● WHAT YOU ARE ASKED TO DO:
Set out every row below as a numbered list, skipping any blank lines. Leave the pictures out of your answer.

-.-.-

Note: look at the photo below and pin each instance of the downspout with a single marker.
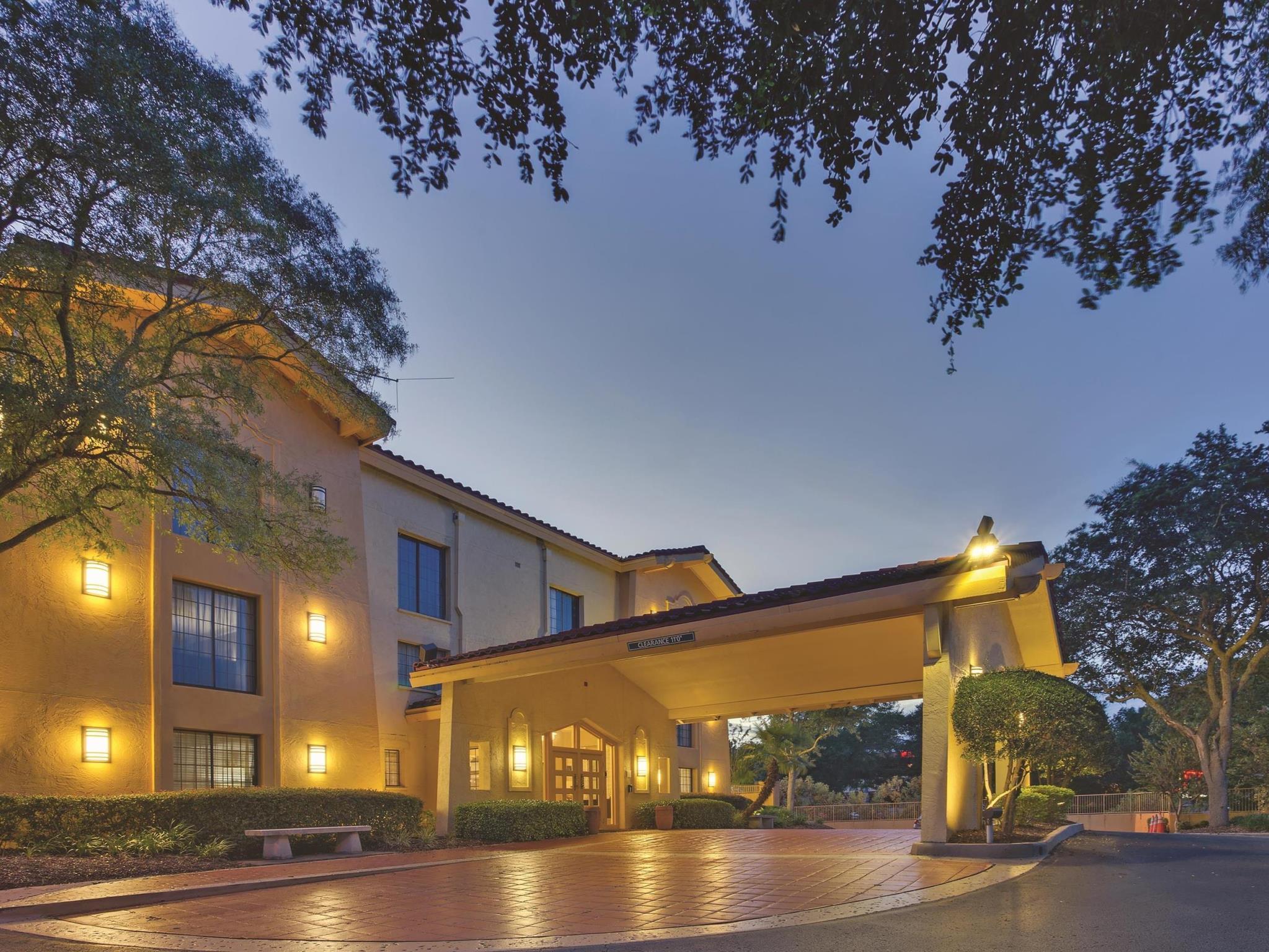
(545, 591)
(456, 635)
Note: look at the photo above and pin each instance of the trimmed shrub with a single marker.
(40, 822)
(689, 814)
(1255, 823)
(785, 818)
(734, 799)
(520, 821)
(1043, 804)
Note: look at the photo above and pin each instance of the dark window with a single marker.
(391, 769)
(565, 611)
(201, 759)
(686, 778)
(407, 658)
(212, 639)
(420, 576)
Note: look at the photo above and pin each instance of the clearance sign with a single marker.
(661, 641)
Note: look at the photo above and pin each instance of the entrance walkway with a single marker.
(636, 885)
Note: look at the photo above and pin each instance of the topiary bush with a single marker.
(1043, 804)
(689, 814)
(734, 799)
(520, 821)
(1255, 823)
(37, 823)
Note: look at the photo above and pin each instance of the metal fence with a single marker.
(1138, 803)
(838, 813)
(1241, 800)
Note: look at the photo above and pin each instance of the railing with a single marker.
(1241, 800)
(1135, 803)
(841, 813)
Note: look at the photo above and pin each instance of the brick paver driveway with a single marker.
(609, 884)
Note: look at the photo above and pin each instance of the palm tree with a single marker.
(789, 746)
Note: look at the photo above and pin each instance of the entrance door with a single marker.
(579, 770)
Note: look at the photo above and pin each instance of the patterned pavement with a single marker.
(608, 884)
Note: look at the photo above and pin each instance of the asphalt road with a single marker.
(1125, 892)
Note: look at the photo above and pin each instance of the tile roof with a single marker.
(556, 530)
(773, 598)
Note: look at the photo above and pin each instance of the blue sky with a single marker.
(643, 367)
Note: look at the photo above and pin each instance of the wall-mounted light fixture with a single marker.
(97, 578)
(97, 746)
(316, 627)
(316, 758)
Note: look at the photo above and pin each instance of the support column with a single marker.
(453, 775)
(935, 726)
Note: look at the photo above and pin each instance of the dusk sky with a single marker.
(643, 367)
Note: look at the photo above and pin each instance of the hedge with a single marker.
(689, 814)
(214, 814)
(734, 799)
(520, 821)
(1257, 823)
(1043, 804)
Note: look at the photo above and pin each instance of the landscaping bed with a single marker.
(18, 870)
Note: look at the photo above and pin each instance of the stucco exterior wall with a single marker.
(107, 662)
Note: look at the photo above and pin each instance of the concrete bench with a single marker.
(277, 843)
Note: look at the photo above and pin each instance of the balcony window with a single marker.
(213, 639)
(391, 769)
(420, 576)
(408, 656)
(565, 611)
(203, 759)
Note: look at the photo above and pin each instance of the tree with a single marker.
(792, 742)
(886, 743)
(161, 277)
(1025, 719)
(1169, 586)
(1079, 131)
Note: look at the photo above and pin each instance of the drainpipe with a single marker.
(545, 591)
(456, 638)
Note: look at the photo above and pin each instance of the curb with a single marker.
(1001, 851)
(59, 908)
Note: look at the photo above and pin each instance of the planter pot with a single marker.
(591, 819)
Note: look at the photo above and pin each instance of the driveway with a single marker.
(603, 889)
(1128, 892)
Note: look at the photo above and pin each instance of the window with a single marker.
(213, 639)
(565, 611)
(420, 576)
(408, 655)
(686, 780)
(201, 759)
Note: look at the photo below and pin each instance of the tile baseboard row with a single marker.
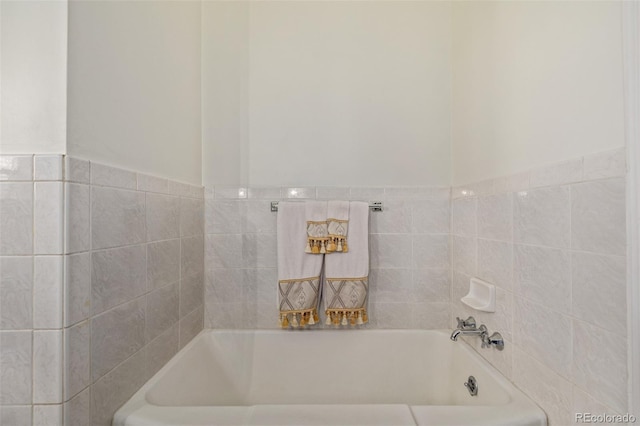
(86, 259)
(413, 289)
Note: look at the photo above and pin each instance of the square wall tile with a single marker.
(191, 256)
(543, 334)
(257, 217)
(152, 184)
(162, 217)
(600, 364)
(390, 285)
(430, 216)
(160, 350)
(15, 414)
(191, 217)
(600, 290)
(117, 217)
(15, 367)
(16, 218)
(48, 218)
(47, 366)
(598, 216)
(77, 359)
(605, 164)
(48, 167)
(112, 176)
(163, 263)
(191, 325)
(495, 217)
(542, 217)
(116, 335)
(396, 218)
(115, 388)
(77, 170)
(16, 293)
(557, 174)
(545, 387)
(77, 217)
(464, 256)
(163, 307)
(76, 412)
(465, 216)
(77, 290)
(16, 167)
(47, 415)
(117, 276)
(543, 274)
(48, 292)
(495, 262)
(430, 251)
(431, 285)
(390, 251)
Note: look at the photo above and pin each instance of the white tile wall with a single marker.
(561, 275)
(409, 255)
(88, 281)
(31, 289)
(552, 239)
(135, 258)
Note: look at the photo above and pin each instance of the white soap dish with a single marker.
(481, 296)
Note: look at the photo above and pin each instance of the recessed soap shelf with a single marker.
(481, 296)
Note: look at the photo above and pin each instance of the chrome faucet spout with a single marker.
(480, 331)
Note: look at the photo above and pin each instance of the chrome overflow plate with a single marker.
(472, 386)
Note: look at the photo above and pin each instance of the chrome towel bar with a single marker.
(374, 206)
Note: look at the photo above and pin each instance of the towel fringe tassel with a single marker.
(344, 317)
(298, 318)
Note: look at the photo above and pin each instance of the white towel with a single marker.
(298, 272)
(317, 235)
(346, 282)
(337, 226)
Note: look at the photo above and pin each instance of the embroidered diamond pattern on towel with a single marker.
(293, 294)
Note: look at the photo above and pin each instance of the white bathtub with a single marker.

-.-.-

● FINISHED EXERCISE:
1. Note: look at the photo below and pin each instance of the downspout with a single marker.
2. (545, 591)
3. (456, 635)
4. Note: look at the photo above and pin each instance of the trimmed shrub with a single marker.
5. (40, 822)
6. (689, 814)
7. (1255, 823)
8. (785, 818)
9. (734, 799)
10. (520, 821)
11. (1043, 804)
12. Note: look at the photo above and pin each instance of the dark window with a single marker.
13. (391, 769)
14. (565, 611)
15. (201, 759)
16. (686, 778)
17. (407, 658)
18. (212, 639)
19. (420, 576)
20. Note: look at the photo above and pin each instance of the clearance sign with a single marker.
21. (661, 641)
22. Note: look at the photo above and pin each instance of the entrance walkway with a single marker.
23. (636, 885)
24. Note: look at the photo above and pin each instance of the topiary bush with a single marker.
25. (1043, 804)
26. (689, 814)
27. (734, 799)
28. (520, 821)
29. (1255, 823)
30. (37, 823)
31. Note: look at the photo above and pin each instance of the metal fence with a single marker.
32. (1138, 803)
33. (838, 813)
34. (1241, 800)
35. Note: look at the photo above and pin each instance of the railing with a single marker.
36. (1241, 800)
37. (1135, 803)
38. (841, 813)
39. Note: look at the photo above and pin each instance of the brick paver driveway with a single marker.
40. (609, 884)
41. Note: look at the photo above and pin each instance of the palm tree with a single marker.
42. (789, 746)
43. Note: look at the photo above and pin each instance of the entrance door with a single marker.
44. (579, 770)
45. Note: look at the photo above and pin each instance of the patterned pavement with a single marker.
46. (608, 884)
47. Note: look at the photo above and pin each instance of the asphalt road with a single marker.
48. (1125, 892)
49. Note: look at the photo above and pin each instance of the tile roof with a single marker.
50. (556, 530)
51. (773, 598)
52. Note: look at the photo above and pin each instance of the blue sky with a single marker.
53. (643, 367)
54. Note: look at the photo above and pin each instance of the wall-mounted light fixture with a single marker.
55. (97, 578)
56. (97, 746)
57. (316, 627)
58. (316, 758)
59. Note: look at the photo above and pin each instance of the support column with a single marker.
60. (453, 775)
61. (935, 726)
62. Note: look at the photo above and pin each instance of the dusk sky with a single marker.
63. (643, 367)
64. Note: look at the photo above and pin each instance of the hedge with a single marker.
65. (689, 814)
66. (214, 814)
67. (734, 799)
68. (520, 821)
69. (1257, 823)
70. (1043, 804)
71. Note: look at the photo above and pin each instance of the landscaping bed with a single marker.
72. (18, 870)
73. Note: look at the photo above and pin each instance of the stucco exterior wall with a single marker.
74. (107, 662)
75. Note: look at the photo above and pin each instance of the concrete bench with a single marker.
76. (277, 843)
77. Note: look at the photo above and pin each instance of the balcony window with a single marker.
78. (213, 639)
79. (391, 769)
80. (420, 576)
81. (408, 656)
82. (565, 611)
83. (203, 759)
84. Note: look at the photo above and pin each instance of the tree with a single marker.
85. (792, 742)
86. (886, 743)
87. (161, 277)
88. (1025, 719)
89. (1169, 586)
90. (1079, 131)
91. Note: look at the photo above and pin each instance of the drainpipe with a single marker.
92. (545, 591)
93. (456, 638)
94. Note: look at the photo above and pin each instance of the curb with a single marker.
95. (1001, 851)
96. (59, 908)
97. Note: look at the photo above and pin each instance of the planter pot with a single marker.
98. (591, 819)
99. Note: look at the photo above and pin each instance of the driveway with a single marker.
100. (603, 889)
101. (1128, 892)
102. Note: look at the photo above and pin each instance of the window with a single marker.
103. (213, 639)
104. (565, 611)
105. (420, 576)
106. (408, 655)
107. (686, 780)
108. (201, 759)
109. Note: look at the photo below and pin each instance of the tile baseboard row with a single marker.
110. (86, 259)
111. (413, 289)
112. Note: look at the photo above and pin each instance of the square wall tile with a single marker.
113. (191, 256)
114. (543, 334)
115. (257, 217)
116. (152, 184)
117. (162, 217)
118. (600, 364)
119. (390, 285)
120. (430, 216)
121. (160, 350)
122. (15, 414)
123. (191, 217)
124. (600, 290)
125. (117, 217)
126. (15, 367)
127. (16, 218)
128. (48, 218)
129. (47, 366)
130. (598, 216)
131. (77, 359)
132. (605, 164)
133. (48, 167)
134. (112, 176)
135. (163, 263)
136. (191, 325)
137. (495, 217)
138. (542, 217)
139. (116, 335)
140. (396, 218)
141. (115, 388)
142. (77, 170)
143. (16, 293)
144. (557, 174)
145. (545, 387)
146. (77, 217)
147. (464, 256)
148. (163, 307)
149. (76, 412)
150. (465, 216)
151. (77, 290)
152. (16, 167)
153. (47, 415)
154. (117, 276)
155. (543, 274)
156. (48, 292)
157. (495, 262)
158. (430, 251)
159. (431, 285)
160. (390, 251)
161. Note: look at the photo above and pin each instance of the white tile wall with a single marker.
162. (561, 275)
163. (409, 255)
164. (88, 281)
165. (31, 289)
166. (552, 239)
167. (135, 258)
168. Note: look at the photo above and pin each instance of the white soap dish with a single marker.
169. (481, 296)
170. Note: look at the photo above and pin each instance of the recessed soap shelf with a single marker.
171. (481, 296)
172. Note: look at the photo above and pin each instance of the chrome faucet spout with a single marker.
173. (480, 331)
174. Note: look at the photo above and pin each instance of the chrome overflow plate with a single marker.
175. (472, 386)
176. Note: look at the photo above and pin each instance of the chrome towel bar with a single marker.
177. (374, 206)
178. Note: look at the photo above and pin each instance of the towel fringe tassel with a single marker.
179. (344, 317)
180. (298, 318)
181. Note: look at the photo above and pin each instance of the white towel with a single marker.
182. (298, 272)
183. (317, 235)
184. (346, 282)
185. (337, 226)
186. Note: look at the photo above and pin each instance of the embroidered diamond pattern on towel with a single marker.
187. (293, 294)
188. Note: look at the photo above and pin each instance of the white bathtub with a single marker.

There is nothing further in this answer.